WHAT YOU NEED TO DO
Put everything from the row containing "Identify one point on each instance of the white lane" down to the final row below into a Markdown table with the columns "No." and "Line". Number each row and leave out blank lines.

STORED ROWS
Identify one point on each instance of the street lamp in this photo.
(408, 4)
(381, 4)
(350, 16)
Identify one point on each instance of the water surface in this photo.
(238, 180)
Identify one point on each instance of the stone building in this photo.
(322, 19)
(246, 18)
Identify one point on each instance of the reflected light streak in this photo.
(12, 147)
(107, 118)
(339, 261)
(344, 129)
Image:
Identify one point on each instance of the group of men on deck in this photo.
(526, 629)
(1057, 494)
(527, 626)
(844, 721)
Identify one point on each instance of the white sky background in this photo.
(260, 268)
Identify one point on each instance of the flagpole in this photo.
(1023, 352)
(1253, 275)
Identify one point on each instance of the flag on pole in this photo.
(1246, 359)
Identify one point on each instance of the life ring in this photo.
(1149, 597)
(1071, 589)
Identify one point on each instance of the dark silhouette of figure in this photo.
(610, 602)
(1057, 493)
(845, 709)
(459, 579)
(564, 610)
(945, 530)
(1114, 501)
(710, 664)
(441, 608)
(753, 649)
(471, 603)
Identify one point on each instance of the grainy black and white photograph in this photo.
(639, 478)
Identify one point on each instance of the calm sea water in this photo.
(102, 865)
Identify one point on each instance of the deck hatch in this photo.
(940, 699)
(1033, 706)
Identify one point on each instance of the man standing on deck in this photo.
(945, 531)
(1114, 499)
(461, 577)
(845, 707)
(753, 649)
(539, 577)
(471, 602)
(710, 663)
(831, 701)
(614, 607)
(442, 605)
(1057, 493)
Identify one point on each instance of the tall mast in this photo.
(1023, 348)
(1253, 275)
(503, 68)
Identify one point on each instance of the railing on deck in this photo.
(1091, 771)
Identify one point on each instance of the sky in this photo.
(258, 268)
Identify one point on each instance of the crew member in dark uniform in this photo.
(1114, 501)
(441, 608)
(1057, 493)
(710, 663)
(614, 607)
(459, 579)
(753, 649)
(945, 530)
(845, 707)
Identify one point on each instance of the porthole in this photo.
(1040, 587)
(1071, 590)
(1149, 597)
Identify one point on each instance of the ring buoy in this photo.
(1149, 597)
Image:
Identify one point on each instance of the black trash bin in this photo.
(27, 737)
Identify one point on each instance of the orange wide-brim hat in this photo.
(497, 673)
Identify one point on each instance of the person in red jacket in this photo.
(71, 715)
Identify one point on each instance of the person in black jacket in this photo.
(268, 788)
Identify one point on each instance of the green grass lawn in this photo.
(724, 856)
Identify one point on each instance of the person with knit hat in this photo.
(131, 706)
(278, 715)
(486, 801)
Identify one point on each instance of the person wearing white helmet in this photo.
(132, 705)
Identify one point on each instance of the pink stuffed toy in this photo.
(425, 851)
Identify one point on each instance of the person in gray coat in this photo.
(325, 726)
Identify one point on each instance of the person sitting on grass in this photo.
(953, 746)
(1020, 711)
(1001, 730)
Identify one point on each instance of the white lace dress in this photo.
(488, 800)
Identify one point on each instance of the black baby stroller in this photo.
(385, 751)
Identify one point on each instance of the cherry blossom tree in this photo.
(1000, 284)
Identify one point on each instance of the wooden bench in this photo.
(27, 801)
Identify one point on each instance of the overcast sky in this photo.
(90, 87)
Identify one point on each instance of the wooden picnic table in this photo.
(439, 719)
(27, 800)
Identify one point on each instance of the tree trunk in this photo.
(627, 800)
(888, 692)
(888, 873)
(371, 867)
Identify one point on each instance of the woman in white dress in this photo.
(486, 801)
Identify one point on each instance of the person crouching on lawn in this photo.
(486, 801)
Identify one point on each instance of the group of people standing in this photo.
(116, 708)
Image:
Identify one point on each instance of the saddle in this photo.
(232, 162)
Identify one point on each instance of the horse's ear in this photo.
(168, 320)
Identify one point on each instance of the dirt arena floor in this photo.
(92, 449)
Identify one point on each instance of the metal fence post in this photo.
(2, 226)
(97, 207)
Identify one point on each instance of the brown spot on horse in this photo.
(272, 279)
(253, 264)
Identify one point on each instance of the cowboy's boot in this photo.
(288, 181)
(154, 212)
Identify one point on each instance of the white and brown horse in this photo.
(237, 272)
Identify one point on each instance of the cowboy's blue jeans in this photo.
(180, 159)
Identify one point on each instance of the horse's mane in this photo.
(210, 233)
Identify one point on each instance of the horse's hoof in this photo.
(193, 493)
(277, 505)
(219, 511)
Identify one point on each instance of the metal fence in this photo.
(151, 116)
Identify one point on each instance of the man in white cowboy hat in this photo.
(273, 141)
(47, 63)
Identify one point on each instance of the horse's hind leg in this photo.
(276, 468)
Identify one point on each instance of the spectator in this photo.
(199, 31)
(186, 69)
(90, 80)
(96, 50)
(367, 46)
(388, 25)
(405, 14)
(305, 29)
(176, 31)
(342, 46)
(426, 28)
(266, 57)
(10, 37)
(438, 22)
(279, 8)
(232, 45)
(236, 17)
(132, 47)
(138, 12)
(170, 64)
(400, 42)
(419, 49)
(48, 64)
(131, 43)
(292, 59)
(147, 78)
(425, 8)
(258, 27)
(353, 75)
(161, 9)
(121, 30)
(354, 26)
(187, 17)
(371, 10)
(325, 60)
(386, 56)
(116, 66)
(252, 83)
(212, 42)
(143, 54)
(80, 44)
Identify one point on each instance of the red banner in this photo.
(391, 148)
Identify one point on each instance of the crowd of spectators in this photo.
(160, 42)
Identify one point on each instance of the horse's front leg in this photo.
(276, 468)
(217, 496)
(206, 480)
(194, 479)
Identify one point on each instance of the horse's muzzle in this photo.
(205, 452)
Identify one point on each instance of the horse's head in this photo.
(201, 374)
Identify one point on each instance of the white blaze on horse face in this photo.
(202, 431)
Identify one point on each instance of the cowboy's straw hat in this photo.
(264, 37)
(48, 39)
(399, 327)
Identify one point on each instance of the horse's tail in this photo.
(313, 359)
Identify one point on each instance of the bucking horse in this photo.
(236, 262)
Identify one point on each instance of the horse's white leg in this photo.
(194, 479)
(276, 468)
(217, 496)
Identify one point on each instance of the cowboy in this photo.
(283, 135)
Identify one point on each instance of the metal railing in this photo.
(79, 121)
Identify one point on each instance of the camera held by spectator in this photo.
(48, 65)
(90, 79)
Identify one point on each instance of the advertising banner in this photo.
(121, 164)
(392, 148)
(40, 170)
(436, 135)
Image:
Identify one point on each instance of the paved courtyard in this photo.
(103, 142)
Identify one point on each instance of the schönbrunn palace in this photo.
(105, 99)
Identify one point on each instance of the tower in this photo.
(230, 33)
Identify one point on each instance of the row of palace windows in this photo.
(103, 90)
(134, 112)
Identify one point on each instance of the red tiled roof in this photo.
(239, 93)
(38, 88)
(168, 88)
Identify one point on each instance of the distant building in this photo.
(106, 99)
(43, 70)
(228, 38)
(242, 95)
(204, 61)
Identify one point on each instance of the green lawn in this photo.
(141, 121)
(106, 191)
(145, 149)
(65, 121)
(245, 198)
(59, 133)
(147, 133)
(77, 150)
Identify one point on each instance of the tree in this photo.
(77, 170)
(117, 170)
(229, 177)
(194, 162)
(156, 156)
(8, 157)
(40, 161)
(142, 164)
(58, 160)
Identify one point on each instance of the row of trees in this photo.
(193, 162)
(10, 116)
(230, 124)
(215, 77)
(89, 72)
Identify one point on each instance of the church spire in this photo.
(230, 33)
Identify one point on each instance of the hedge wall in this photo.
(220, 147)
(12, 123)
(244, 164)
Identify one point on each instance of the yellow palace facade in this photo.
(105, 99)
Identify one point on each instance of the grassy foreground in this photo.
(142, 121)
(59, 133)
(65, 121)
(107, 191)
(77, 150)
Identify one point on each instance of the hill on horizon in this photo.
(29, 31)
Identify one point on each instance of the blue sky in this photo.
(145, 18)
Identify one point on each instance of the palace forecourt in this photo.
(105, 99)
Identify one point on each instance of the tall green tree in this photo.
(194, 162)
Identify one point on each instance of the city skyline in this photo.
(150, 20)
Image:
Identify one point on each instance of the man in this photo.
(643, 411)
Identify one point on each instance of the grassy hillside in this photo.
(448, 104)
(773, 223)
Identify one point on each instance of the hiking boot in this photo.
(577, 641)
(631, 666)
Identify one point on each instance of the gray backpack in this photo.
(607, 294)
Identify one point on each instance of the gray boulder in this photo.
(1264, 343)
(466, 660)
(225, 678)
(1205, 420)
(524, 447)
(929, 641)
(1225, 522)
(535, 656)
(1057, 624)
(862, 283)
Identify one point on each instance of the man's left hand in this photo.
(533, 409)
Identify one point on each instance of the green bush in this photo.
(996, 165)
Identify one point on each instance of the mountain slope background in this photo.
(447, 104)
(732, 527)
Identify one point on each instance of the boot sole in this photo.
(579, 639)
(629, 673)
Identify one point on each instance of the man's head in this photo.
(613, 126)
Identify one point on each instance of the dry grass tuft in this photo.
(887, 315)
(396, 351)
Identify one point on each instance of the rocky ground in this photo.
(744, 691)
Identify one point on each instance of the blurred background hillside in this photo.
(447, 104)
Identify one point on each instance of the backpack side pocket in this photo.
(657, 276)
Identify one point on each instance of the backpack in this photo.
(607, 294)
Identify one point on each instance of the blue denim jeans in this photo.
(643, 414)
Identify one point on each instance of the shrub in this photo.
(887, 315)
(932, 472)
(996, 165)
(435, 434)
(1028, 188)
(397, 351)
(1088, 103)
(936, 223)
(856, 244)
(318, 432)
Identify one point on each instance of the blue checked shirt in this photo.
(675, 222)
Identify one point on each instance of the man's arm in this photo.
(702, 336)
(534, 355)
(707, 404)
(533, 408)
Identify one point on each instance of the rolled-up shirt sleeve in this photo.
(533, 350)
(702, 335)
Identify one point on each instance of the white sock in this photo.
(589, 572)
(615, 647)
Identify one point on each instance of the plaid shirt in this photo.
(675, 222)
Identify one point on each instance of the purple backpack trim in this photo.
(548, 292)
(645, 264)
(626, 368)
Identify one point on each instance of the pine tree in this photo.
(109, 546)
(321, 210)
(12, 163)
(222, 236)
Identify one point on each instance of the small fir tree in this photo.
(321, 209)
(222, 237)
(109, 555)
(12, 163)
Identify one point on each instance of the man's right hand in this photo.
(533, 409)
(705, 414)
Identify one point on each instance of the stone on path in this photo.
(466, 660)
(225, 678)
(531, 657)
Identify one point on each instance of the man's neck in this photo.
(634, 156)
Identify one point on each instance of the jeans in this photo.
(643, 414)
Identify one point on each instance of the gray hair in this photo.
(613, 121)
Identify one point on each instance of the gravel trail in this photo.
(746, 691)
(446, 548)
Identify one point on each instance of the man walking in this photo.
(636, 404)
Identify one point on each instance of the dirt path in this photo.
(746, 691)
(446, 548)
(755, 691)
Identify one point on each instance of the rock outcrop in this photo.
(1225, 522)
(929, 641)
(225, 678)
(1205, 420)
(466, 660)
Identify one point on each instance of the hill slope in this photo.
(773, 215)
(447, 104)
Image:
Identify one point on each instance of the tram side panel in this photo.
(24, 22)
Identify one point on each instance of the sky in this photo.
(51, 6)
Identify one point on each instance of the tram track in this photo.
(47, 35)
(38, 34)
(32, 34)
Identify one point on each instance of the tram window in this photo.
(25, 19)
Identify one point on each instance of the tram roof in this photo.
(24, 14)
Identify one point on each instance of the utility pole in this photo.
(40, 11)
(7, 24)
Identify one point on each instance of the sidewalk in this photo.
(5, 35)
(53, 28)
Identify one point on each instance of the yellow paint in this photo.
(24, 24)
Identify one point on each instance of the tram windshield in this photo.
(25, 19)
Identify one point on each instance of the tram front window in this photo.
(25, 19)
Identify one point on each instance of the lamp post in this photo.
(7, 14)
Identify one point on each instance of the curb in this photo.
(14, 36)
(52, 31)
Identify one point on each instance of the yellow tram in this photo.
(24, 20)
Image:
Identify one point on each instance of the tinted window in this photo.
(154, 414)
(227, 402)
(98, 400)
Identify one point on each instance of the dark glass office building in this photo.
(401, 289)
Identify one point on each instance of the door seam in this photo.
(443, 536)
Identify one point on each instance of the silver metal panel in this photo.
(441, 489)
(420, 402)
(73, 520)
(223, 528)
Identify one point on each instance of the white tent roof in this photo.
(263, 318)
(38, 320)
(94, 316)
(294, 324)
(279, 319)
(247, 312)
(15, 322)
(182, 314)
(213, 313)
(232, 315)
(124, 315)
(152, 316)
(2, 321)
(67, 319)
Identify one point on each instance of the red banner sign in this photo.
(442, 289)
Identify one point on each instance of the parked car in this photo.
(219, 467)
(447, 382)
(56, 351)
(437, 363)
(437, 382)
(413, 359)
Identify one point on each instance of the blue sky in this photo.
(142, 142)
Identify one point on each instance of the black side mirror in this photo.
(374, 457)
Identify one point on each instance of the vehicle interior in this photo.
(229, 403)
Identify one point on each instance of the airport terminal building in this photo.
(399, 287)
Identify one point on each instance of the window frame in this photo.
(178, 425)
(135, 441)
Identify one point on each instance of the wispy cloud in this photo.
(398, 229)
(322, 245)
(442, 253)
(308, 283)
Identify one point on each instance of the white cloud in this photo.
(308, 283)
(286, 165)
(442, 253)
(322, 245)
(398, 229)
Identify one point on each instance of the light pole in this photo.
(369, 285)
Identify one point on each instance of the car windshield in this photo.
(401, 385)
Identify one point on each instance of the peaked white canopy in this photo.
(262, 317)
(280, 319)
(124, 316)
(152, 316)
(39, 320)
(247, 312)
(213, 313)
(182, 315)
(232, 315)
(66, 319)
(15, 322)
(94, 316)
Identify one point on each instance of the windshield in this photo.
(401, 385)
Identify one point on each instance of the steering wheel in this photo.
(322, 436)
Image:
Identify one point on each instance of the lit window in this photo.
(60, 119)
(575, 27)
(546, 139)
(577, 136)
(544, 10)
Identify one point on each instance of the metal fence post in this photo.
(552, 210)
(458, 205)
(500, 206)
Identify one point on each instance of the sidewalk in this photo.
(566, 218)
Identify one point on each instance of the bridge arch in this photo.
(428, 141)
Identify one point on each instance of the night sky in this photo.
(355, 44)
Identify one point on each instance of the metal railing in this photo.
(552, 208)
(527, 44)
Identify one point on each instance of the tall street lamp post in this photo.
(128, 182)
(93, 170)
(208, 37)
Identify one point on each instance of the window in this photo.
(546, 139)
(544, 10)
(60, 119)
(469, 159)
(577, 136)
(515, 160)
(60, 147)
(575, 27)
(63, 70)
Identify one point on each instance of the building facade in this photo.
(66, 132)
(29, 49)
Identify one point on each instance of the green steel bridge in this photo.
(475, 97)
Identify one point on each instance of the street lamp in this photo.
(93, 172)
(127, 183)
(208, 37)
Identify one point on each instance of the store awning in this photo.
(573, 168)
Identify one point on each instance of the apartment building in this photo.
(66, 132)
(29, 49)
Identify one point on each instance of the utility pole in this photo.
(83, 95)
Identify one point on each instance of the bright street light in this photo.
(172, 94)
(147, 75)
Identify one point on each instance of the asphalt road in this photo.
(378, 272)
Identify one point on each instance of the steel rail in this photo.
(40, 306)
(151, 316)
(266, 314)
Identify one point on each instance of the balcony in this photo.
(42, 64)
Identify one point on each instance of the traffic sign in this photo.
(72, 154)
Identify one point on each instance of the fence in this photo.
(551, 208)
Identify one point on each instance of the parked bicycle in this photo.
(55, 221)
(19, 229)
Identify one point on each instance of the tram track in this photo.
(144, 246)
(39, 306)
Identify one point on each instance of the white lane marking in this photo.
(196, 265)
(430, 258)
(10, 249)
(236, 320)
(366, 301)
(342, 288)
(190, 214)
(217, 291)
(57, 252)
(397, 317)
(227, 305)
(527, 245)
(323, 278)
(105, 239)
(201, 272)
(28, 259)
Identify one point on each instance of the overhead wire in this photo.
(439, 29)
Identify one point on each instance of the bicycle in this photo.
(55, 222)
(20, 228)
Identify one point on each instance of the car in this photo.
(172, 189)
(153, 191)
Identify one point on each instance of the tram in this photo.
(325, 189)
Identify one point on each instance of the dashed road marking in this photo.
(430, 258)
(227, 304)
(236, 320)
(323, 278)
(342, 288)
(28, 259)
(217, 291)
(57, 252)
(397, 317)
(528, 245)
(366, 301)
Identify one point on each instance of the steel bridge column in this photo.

FULL OUTPUT
| No. | Line |
|---|---|
| 1 | Identify one point on each instance of the white lane marking in this photo. |
| 2 | (196, 265) |
| 3 | (430, 258) |
| 4 | (10, 249) |
| 5 | (236, 320) |
| 6 | (366, 301) |
| 7 | (342, 288) |
| 8 | (190, 214) |
| 9 | (217, 291) |
| 10 | (57, 252) |
| 11 | (397, 317) |
| 12 | (227, 305) |
| 13 | (527, 245) |
| 14 | (323, 278) |
| 15 | (105, 239) |
| 16 | (201, 272) |
| 17 | (28, 259) |
| 18 | Identify one point on each instance of the overhead wire in this photo. |
| 19 | (439, 29) |
| 20 | Identify one point on each instance of the bicycle in this photo. |
| 21 | (55, 222) |
| 22 | (20, 228) |
| 23 | Identify one point on each instance of the car in this photo. |
| 24 | (172, 189) |
| 25 | (153, 191) |
| 26 | Identify one point on each instance of the tram in this photo. |
| 27 | (325, 189) |
| 28 | Identify one point on each instance of the dashed road marking in this photo. |
| 29 | (430, 258) |
| 30 | (227, 304) |
| 31 | (236, 320) |
| 32 | (323, 278) |
| 33 | (342, 288) |
| 34 | (28, 259) |
| 35 | (217, 291) |
| 36 | (57, 252) |
| 37 | (397, 317) |
| 38 | (528, 245) |
| 39 | (366, 301) |
| 40 | Identify one point on each instance of the steel bridge column in this photo. |